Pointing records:
:::::
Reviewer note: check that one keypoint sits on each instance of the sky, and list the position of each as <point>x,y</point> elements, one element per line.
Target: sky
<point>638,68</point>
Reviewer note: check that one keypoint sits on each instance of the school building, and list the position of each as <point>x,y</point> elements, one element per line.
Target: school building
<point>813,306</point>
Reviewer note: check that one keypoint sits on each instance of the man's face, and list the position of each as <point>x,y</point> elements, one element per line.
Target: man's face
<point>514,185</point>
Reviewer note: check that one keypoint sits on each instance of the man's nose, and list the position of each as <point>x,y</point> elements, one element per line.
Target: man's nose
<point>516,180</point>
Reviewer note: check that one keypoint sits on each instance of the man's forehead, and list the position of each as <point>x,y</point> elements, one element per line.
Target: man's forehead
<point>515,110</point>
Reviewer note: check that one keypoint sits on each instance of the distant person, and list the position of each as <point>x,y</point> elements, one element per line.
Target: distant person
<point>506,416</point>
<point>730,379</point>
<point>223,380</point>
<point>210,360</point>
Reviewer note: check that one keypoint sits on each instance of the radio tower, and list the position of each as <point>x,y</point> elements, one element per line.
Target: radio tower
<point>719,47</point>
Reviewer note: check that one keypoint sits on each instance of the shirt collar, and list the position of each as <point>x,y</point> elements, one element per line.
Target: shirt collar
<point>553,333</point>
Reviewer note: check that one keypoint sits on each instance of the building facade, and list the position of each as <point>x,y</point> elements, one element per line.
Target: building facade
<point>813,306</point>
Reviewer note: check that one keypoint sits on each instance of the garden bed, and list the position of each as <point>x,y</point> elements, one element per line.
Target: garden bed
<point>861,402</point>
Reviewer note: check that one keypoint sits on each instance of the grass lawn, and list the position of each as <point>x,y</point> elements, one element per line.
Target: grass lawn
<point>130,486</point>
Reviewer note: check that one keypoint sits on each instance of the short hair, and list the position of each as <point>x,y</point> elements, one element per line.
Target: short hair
:::::
Give the records above as a Markdown table with two columns, Row and Line. Put each line in its own numbered row and leave out any blank lines.

| Row | Line |
|---|---|
| 1 | Reviewer note: check that one keypoint sits on each instance of the sky, and list the position of each as <point>x,y</point> elements, one element per line. |
| 2 | Target: sky |
| 3 | <point>638,68</point> |
| 4 | Reviewer note: check that one keypoint sits on each instance of the school building, and list the position of each as <point>x,y</point> elements, one element per line. |
| 5 | Target: school building |
| 6 | <point>813,306</point> |
| 7 | Reviewer note: check that one keypoint sits on each instance of the man's face, and list the position of each as <point>x,y</point> elements, one element per line. |
| 8 | Target: man's face |
| 9 | <point>514,185</point> |
| 10 | Reviewer note: check that one keypoint sits on each instance of the man's nose, and list the position of each as <point>x,y</point> elements, one element per line. |
| 11 | Target: man's nose |
| 12 | <point>516,180</point> |
| 13 | Reviewer note: check that one keypoint sits on each instance of the man's forehead, and list the position of each as <point>x,y</point> elements, one element per line. |
| 14 | Target: man's forehead |
| 15 | <point>515,110</point> |
| 16 | Reviewer note: check that one keypoint sits on each instance of the distant person, and list the position of each as <point>x,y</point> elements, one element per line. |
| 17 | Target: distant person |
| 18 | <point>506,416</point> |
| 19 | <point>730,379</point> |
| 20 | <point>223,380</point> |
| 21 | <point>210,360</point> |
| 22 | Reviewer note: check that one keypoint sits on each instance of the radio tower, and list the position of each as <point>x,y</point> elements, one element per line. |
| 23 | Target: radio tower |
| 24 | <point>719,47</point> |
| 25 | Reviewer note: check that one keypoint sits on each instance of the shirt collar, and list the position of each as <point>x,y</point> elements, one element per line. |
| 26 | Target: shirt collar |
| 27 | <point>553,333</point> |
| 28 | Reviewer note: check that one keypoint sits on each instance of the building facade, and list the position of each as <point>x,y</point> elements, one element per line. |
| 29 | Target: building facade |
| 30 | <point>813,306</point> |
| 31 | Reviewer note: check that one keypoint sits on each instance of the garden bed, and list the position of each as <point>x,y</point> elements, one element per line. |
| 32 | Target: garden bed |
| 33 | <point>861,402</point> |
| 34 | Reviewer note: check that one keypoint sits on each instance of the grass lawn, and list the position of each as <point>x,y</point> elements, one element per line. |
| 35 | Target: grass lawn |
| 36 | <point>130,486</point> |
| 37 | Reviewer note: check that one keypoint sits on each instance of the short hair, and list the position of each as <point>x,y</point> elements, one element per line. |
| 38 | Target: short hair |